Companies / organizations / team members go rogue sometimes. We've seen this even recently with e.g. kicad, freenode, the timezone database, etc.

Just because you trust the source doesn't mean you should trust all of the scripts they tell you to run. Even if it's a good-faith script, you have no idea if it's making assumptions about your system that are not true and opening you up to sidechannel attacks and the like.

Curl to a file first, inspect the script, consider it within the context of your own system, then run it if you deem it's safe.

> Curl to a file first, inspect the script, consider it within the context of your own system, then run it if you deem it's safe.

But you can still do that if you want? It is not like this is a hidden executable or something.

Sure, but as OP put it, "Normalize better security practices!".
Here's some discussion about that. But to put it simply, security is done in layers. Checking something simple like a script before running it is relatively easy and can catch low-effort malicious attempts. Sure, it won't protect against an advanced persistent threat doing a supply chain attack, but you're probably much more likely to be hit with low effort attacks that could be avoided by just not being careless.

THE PROBLEM
Continue the discussion above about checking install scripts before running them, starting after its final sentence.

RECORDS PROVIDED
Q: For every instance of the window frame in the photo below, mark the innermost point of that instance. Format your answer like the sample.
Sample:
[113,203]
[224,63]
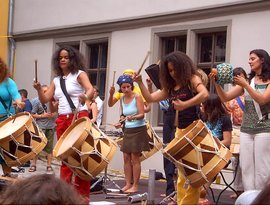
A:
[192,31]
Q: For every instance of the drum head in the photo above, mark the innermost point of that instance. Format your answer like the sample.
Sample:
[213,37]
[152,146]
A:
[13,123]
[72,134]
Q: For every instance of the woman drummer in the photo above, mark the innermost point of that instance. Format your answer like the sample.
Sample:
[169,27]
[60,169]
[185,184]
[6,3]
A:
[68,66]
[135,133]
[8,93]
[179,81]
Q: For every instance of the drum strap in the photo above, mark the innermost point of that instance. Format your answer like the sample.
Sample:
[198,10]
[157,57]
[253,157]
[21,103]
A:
[5,106]
[64,89]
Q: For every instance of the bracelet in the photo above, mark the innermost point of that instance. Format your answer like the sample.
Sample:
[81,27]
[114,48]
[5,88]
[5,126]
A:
[86,97]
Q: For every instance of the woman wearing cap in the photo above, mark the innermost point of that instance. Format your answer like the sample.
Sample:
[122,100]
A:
[255,127]
[116,96]
[135,133]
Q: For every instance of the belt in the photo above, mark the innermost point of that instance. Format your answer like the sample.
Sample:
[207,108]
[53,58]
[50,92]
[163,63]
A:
[72,114]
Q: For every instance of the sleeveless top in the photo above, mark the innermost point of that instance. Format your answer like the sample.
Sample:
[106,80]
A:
[131,109]
[187,116]
[74,89]
[251,123]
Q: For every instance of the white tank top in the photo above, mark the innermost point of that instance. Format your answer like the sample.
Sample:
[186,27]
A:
[74,89]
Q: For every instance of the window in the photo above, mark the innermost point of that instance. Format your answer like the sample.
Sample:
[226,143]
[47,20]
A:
[97,57]
[211,49]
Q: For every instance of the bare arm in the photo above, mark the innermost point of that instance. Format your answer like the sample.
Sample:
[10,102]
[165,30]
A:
[227,138]
[261,98]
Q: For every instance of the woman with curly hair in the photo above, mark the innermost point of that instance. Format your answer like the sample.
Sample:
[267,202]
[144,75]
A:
[181,84]
[69,68]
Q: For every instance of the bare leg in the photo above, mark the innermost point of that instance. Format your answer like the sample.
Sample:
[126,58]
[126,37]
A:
[136,164]
[49,159]
[127,171]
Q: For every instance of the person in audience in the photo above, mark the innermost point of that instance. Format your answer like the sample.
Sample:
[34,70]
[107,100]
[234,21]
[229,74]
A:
[255,127]
[46,121]
[236,107]
[40,189]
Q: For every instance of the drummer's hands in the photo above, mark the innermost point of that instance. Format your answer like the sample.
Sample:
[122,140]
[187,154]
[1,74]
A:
[118,125]
[179,104]
[37,85]
[137,77]
[130,117]
[112,90]
[83,98]
[241,81]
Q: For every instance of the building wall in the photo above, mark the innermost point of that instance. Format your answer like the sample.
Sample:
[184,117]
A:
[61,13]
[3,29]
[127,47]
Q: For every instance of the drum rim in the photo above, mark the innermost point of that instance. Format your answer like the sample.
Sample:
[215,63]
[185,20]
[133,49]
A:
[59,142]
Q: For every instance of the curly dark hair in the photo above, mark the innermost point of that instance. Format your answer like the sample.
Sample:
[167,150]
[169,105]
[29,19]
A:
[40,189]
[4,73]
[214,108]
[76,60]
[184,70]
[264,56]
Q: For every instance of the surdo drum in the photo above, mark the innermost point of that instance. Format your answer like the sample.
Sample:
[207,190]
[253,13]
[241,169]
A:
[197,154]
[20,139]
[85,149]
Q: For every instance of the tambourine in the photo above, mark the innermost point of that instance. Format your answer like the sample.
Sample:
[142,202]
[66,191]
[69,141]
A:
[224,73]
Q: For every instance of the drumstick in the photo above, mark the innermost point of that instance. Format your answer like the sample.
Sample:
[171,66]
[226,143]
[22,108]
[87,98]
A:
[176,118]
[147,55]
[36,71]
[113,77]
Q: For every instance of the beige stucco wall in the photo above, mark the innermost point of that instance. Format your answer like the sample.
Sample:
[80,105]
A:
[51,14]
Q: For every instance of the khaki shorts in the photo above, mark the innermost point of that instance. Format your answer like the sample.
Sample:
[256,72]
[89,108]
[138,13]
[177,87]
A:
[49,133]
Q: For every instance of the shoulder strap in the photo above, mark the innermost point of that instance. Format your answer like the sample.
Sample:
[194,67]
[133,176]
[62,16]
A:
[64,89]
[4,104]
[240,103]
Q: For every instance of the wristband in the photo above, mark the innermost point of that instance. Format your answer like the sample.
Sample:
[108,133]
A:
[86,97]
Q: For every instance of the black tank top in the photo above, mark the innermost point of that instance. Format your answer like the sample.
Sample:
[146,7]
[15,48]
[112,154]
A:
[187,116]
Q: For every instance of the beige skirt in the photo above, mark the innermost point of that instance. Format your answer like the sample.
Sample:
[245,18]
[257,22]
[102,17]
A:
[135,140]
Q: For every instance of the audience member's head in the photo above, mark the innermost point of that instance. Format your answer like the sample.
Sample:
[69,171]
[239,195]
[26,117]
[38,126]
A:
[40,189]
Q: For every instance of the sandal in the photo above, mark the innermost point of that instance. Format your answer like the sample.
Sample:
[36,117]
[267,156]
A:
[49,168]
[33,168]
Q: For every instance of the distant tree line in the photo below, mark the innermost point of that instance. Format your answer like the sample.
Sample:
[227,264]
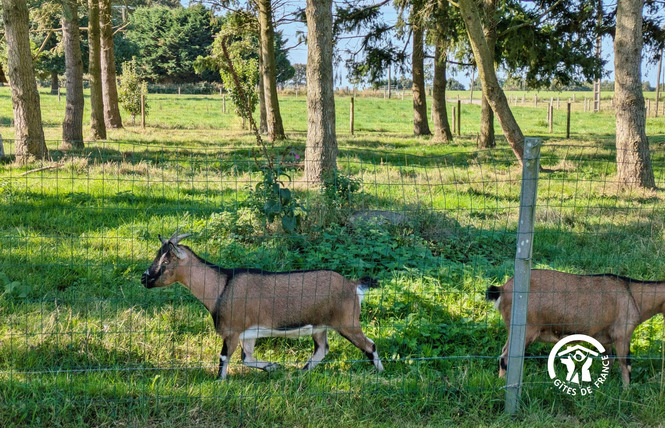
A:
[542,44]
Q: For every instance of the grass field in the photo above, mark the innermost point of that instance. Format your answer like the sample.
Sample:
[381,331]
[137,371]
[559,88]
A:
[83,343]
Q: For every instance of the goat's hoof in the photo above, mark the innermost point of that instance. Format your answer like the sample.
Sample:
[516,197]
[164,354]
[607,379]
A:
[272,367]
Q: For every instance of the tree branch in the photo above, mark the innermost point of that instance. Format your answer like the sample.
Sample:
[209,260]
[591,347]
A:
[524,24]
[43,46]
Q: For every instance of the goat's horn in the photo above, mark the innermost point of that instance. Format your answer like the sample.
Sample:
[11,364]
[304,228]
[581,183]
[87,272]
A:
[177,238]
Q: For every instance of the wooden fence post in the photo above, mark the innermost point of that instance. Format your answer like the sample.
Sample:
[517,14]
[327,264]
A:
[459,116]
[142,110]
[522,274]
[351,114]
[568,121]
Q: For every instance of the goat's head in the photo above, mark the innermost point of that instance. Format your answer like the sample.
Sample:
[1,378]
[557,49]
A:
[162,271]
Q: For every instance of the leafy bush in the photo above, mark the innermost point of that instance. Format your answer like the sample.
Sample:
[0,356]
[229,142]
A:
[130,90]
[272,199]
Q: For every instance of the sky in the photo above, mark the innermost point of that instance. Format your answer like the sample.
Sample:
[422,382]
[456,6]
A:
[299,54]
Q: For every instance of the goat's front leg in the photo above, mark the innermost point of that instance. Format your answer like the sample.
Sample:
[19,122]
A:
[228,348]
[503,360]
[320,350]
[249,360]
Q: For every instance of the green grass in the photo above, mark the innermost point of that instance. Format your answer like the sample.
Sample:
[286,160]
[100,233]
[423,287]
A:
[83,343]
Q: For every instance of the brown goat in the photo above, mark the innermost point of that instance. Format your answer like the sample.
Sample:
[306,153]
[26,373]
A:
[606,307]
[247,304]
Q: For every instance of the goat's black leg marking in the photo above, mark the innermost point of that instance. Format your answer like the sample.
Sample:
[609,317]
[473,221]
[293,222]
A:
[320,350]
[228,348]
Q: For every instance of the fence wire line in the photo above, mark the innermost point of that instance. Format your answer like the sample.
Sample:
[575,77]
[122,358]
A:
[436,231]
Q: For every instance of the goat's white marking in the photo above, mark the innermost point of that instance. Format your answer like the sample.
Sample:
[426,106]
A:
[360,291]
[257,331]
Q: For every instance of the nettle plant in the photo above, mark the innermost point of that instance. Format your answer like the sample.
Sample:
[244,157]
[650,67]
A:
[271,197]
[130,90]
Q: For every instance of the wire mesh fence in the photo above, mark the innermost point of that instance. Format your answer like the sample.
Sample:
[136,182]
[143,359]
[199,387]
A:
[81,339]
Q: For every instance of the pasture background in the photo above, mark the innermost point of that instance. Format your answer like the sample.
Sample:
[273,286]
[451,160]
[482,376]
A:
[82,343]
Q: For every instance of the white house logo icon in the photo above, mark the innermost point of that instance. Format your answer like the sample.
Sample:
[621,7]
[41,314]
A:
[577,360]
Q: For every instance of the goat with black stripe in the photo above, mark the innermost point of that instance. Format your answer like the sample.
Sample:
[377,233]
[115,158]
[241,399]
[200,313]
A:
[247,304]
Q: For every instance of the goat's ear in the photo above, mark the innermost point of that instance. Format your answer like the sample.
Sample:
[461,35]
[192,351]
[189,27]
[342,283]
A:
[177,251]
[177,238]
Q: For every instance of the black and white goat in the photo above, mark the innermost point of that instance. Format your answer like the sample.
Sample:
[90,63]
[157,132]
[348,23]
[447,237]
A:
[247,304]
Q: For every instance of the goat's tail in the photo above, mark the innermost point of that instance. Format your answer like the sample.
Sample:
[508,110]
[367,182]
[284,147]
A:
[362,285]
[493,293]
[367,282]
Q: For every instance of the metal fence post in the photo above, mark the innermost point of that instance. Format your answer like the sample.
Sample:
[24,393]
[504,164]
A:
[522,273]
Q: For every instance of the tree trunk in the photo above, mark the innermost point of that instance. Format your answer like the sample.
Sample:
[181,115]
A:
[633,158]
[112,117]
[29,139]
[487,139]
[55,83]
[72,126]
[420,125]
[321,147]
[490,84]
[263,122]
[97,126]
[442,132]
[269,76]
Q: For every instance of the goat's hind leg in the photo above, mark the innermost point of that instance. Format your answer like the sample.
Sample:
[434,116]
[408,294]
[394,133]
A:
[228,348]
[320,350]
[249,360]
[356,336]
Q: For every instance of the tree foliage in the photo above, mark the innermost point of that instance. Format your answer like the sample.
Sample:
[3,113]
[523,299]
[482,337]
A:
[239,32]
[168,41]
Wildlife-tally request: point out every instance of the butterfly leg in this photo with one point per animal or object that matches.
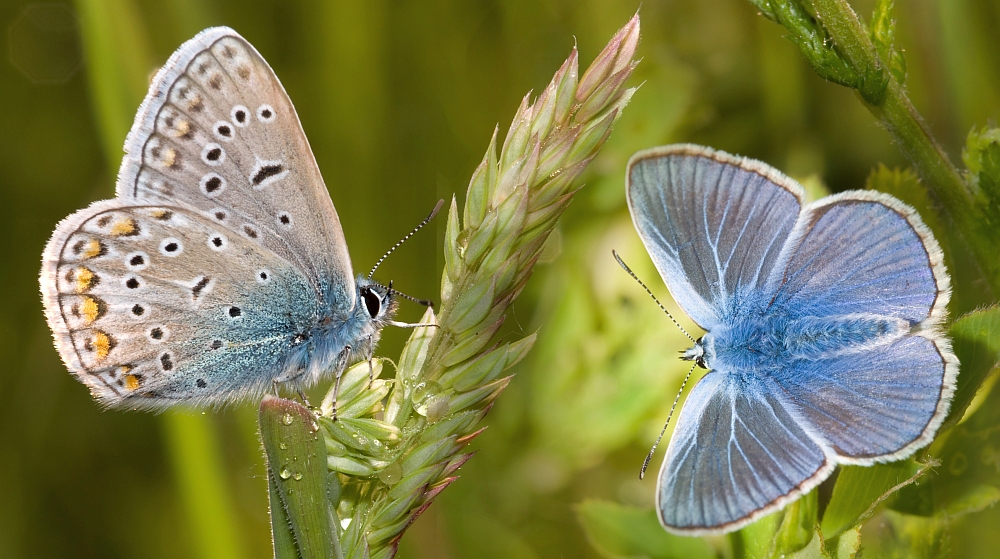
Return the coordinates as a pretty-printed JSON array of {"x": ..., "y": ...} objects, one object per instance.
[
  {"x": 371, "y": 370},
  {"x": 302, "y": 396}
]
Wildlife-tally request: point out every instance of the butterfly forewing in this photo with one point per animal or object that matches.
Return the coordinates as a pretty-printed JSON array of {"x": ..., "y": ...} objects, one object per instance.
[
  {"x": 150, "y": 303},
  {"x": 863, "y": 252},
  {"x": 713, "y": 229},
  {"x": 218, "y": 134}
]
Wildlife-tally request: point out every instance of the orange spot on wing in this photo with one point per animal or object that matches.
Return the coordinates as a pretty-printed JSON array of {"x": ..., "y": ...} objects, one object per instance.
[
  {"x": 92, "y": 248},
  {"x": 85, "y": 280},
  {"x": 131, "y": 381},
  {"x": 102, "y": 344},
  {"x": 90, "y": 309},
  {"x": 124, "y": 227}
]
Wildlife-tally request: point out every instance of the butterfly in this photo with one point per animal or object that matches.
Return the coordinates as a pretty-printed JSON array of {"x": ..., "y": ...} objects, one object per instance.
[
  {"x": 823, "y": 339},
  {"x": 220, "y": 268}
]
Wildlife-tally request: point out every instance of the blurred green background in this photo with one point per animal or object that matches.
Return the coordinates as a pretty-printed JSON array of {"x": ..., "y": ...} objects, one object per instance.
[{"x": 398, "y": 100}]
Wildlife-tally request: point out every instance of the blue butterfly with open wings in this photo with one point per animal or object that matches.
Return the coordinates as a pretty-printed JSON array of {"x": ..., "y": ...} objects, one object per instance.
[{"x": 823, "y": 332}]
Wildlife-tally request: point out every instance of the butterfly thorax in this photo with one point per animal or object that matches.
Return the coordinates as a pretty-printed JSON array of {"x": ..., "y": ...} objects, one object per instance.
[{"x": 772, "y": 342}]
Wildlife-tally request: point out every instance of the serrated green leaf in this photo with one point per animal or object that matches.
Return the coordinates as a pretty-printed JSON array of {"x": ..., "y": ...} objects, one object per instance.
[
  {"x": 860, "y": 489},
  {"x": 797, "y": 527},
  {"x": 282, "y": 539},
  {"x": 621, "y": 531},
  {"x": 976, "y": 342},
  {"x": 758, "y": 538}
]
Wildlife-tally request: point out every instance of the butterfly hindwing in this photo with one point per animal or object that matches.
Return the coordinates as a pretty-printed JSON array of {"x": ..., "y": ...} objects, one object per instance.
[
  {"x": 151, "y": 305},
  {"x": 877, "y": 406},
  {"x": 218, "y": 133},
  {"x": 714, "y": 225},
  {"x": 737, "y": 453}
]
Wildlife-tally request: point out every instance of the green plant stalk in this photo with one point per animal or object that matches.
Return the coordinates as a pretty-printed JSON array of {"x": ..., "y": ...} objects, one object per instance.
[
  {"x": 397, "y": 443},
  {"x": 892, "y": 107}
]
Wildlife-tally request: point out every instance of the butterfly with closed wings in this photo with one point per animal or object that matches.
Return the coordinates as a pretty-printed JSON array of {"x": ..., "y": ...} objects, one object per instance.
[{"x": 220, "y": 268}]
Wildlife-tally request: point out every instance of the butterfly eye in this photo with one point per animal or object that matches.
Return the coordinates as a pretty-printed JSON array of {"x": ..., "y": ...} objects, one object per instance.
[{"x": 372, "y": 302}]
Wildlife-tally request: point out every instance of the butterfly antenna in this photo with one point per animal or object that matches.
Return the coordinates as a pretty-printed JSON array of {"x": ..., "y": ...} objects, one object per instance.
[
  {"x": 408, "y": 235},
  {"x": 662, "y": 308},
  {"x": 645, "y": 463}
]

THE REPLY
https://news.ycombinator.com/item?id=17636032

> If you don't trust the origin, it's not like saving to a temporary file first is going to help you.

Huh? The whole point is to review the the code before you run it.

If it seems like many people _don't_, well frankly, that's their problem.

Encouraging bad practise is not the right direction.

At minimum you could download software that is at least signed by someone you trust. Rather than streaming arbitrary commands from a source that the extent of the authentication is that their CDN's TLS certs matches their domain.
Saving to a file first means you can at least run it in a test environment first, then be confident you’re running the same thing when moving into production.